● **Task brief**: Rewrite the records starting at the line that contains "of the green" and ending at the end of the records, replacing "shelf-audit log" with "inventory log" and keeping everything else unchanged.

Data extracted from a collection

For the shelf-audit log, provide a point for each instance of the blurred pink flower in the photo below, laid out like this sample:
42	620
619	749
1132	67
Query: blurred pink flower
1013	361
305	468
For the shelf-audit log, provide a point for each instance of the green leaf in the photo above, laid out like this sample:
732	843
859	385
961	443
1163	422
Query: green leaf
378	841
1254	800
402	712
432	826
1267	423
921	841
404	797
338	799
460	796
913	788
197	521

● **Answer for this exercise**:
For the inventory log, provide a point for each instance of the green leaf in the photo above, laid out like this sample:
732	843
859	385
961	443
1163	422
Query: green leaf
378	841
1254	800
402	712
432	826
1267	423
921	841
404	797
338	799
460	796
913	788
197	521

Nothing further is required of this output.